Point-per-instance localization data:
******

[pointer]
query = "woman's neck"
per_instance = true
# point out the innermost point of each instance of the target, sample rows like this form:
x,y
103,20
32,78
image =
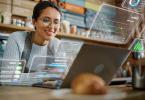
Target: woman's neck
x,y
37,39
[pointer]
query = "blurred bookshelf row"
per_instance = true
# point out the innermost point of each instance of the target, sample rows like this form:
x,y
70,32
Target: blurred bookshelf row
x,y
79,13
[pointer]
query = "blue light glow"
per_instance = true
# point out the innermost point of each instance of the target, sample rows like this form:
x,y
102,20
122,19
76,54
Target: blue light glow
x,y
134,4
61,70
56,65
49,75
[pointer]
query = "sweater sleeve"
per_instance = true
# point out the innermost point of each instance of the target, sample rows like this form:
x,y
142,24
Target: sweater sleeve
x,y
13,52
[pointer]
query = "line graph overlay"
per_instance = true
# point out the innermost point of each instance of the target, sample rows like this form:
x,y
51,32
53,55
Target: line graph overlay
x,y
114,29
117,27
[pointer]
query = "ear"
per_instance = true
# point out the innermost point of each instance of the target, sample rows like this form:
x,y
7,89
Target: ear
x,y
34,22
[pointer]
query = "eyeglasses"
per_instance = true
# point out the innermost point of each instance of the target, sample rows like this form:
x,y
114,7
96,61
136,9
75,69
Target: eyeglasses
x,y
47,22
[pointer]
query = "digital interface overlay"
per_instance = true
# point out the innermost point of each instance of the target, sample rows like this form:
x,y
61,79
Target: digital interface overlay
x,y
143,33
137,45
49,67
116,27
11,70
67,49
136,5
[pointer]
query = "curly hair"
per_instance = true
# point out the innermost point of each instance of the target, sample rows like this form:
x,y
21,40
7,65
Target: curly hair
x,y
43,5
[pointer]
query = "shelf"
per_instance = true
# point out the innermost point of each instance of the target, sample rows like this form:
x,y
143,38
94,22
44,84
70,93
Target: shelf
x,y
10,27
122,79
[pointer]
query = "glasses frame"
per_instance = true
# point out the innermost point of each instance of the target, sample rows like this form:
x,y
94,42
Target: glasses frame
x,y
50,23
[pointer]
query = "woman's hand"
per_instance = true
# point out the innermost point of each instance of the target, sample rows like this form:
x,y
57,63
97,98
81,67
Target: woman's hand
x,y
54,72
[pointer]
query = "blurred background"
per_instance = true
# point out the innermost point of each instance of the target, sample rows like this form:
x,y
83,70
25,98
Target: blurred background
x,y
77,17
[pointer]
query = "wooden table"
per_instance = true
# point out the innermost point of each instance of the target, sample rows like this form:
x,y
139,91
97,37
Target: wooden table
x,y
120,92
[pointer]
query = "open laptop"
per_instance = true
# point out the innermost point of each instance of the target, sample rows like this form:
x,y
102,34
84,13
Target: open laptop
x,y
103,61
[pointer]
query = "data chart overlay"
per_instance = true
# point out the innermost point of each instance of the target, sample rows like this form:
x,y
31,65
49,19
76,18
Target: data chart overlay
x,y
136,5
115,26
137,45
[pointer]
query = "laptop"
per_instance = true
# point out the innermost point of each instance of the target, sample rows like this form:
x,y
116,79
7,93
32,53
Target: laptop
x,y
100,60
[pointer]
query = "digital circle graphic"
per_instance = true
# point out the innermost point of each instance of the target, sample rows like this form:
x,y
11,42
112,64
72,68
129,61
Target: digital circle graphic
x,y
134,2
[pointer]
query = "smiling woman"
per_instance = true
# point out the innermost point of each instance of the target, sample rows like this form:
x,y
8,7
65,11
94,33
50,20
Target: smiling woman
x,y
25,45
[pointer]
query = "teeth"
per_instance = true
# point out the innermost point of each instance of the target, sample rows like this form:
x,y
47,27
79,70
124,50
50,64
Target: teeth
x,y
49,32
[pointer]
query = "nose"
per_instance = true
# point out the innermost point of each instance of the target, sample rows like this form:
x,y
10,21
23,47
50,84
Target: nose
x,y
51,25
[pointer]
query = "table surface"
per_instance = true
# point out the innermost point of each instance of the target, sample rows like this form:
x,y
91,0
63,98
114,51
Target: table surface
x,y
121,92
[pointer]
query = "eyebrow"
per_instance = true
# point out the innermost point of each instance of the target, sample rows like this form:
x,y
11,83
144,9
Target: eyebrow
x,y
50,18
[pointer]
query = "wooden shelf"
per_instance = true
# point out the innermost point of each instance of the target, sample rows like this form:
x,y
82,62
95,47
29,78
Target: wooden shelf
x,y
11,27
122,79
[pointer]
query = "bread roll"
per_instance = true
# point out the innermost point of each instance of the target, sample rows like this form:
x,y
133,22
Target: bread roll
x,y
87,83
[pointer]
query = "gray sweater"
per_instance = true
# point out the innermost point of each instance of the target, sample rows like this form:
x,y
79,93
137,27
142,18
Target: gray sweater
x,y
15,47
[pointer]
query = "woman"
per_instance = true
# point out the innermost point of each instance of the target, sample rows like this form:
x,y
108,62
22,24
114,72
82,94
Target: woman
x,y
25,45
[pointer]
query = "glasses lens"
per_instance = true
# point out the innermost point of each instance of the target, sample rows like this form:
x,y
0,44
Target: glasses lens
x,y
46,21
57,24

******

Description of the task: Restate each entry word for word; pictures stay out of the copy.

Exercise answer:
[pointer]
query = "woman's neck"
per_instance = true
# point out the innermost point of each instance of the target, sample rows like this form:
x,y
103,20
32,78
image =
Target: woman's neck
x,y
37,39
[pointer]
query = "blurred bookshelf row"
per_instance = true
# point out the innermost point of each instance of the target, sample rows like this form:
x,y
70,32
Target: blurred bookshelf row
x,y
79,13
[pointer]
query = "blue light glow"
per_instance = true
# point out the innermost point of each instance of the target, sample rows like this form:
x,y
102,20
122,19
76,54
Target: blue light glow
x,y
134,4
61,70
56,65
49,75
[pointer]
query = "sweater sleeve"
per_instance = true
# point out the innermost point of each instance of the target, sample rows like this form:
x,y
142,24
Target: sweater sleeve
x,y
13,52
[pointer]
query = "line graph overlay"
per_instance = true
# point out the innermost point of each instance of the target, sample rows like this form:
x,y
51,32
53,55
Target: line graph overlay
x,y
114,29
117,27
[pointer]
query = "ear"
per_instance = true
# point out the innermost point of each instance of the target, sample rows like this form:
x,y
7,89
Target: ear
x,y
34,22
[pointer]
query = "eyeglasses"
per_instance = true
# point out the innermost point of each instance of the target, sample rows like this form:
x,y
114,7
96,61
136,9
75,69
Target: eyeglasses
x,y
47,22
[pointer]
query = "digital interface overlay"
per_instance = true
# point out the innermost point of each instance of the target, sample rows like this form:
x,y
61,79
Target: digital interface overlay
x,y
143,33
137,45
49,67
116,27
11,70
67,49
136,5
[pointer]
query = "curly hair"
per_instance = true
# point out the innermost point of each instance of the target, sample rows like this form:
x,y
21,40
7,65
Target: curly hair
x,y
43,5
[pointer]
query = "shelf"
per_instance = true
# point out the innermost point of each instance of the target, sample rows like this form:
x,y
143,38
94,22
44,84
70,93
Target: shelf
x,y
10,27
122,79
[pointer]
query = "glasses frame"
per_instance = true
# point out the innermost point of each instance of the target, sample rows like this form:
x,y
94,42
Target: glasses frame
x,y
50,23
[pointer]
query = "woman's hand"
per_instance = true
# point out the innermost point of each instance of the target, sample rows like this form:
x,y
57,63
97,98
81,67
Target: woman's hand
x,y
54,72
[pointer]
query = "blurred background"
per_instance = true
# point out the innermost point of each instance of the target, sample rows like this form:
x,y
83,70
25,98
Target: blurred background
x,y
77,17
[pointer]
query = "wooden table"
per_instance = true
# point out the innermost point of each instance of the target, sample rows like this form:
x,y
139,91
97,37
Target: wooden table
x,y
120,92
[pointer]
query = "open laptop"
per_instance = true
# point out the innermost point of each instance of the target, sample rows like this form:
x,y
102,34
84,13
Target: open laptop
x,y
103,61
[pointer]
query = "data chart overlay"
per_instance = true
# point out the innermost point of each instance of the target, sample rows like this form:
x,y
31,65
49,19
76,18
Target: data chart overlay
x,y
136,5
115,26
137,45
[pointer]
query = "laptop"
per_instance = true
# point out the innermost point of each instance of the target, sample rows like this form:
x,y
116,79
7,93
32,53
Target: laptop
x,y
100,60
[pointer]
query = "digital circle graphic"
per_instance = true
# point out the innermost point of each instance of the target, sample rows like this form:
x,y
11,42
112,64
72,68
129,61
Target: digital circle graphic
x,y
134,2
[pointer]
query = "smiling woman"
per_instance = true
# point out the innermost point of each instance of the target, sample rows like this form:
x,y
8,7
65,11
94,33
50,20
Target: smiling woman
x,y
25,45
[pointer]
query = "teeth"
per_instance = true
# point out the innermost point of each instance of the target, sample rows like this form:
x,y
47,27
79,70
124,50
50,64
Target: teeth
x,y
49,32
[pointer]
query = "nose"
per_instance = true
# point out the innermost point of each instance of the target, sample rows like this form:
x,y
10,21
23,47
50,84
Target: nose
x,y
51,25
[pointer]
query = "table surface"
per_instance = true
# point out the innermost point of each instance of the target, sample rows like this form:
x,y
91,0
63,98
114,51
Target: table surface
x,y
121,92
[pointer]
query = "eyebrow"
per_instance = true
# point out the innermost point of each instance of the target, sample rows like this form:
x,y
11,83
144,9
Target: eyebrow
x,y
50,18
[pointer]
query = "wooden shelf"
per_instance = true
# point out the innermost point of each instance of the target, sample rows like this form:
x,y
82,62
95,47
29,78
Target: wooden shelf
x,y
11,27
122,79
[pointer]
query = "bread roll"
per_instance = true
# point out the innermost point of each instance of the target, sample rows like this form:
x,y
133,22
Target: bread roll
x,y
87,83
[pointer]
query = "gray sweater"
per_instance = true
# point out the innermost point of each instance of the target, sample rows like this form:
x,y
79,93
137,27
142,18
Target: gray sweater
x,y
15,47
[pointer]
query = "woman"
per_instance = true
# point out the innermost point of each instance of the target, sample rows like this form:
x,y
108,62
22,24
114,72
82,94
Target: woman
x,y
25,45
[pointer]
query = "glasses lens"
per_instance = true
# point out the innermost point of each instance of the target, sample rows like this form:
x,y
0,44
Target: glasses lens
x,y
46,21
57,24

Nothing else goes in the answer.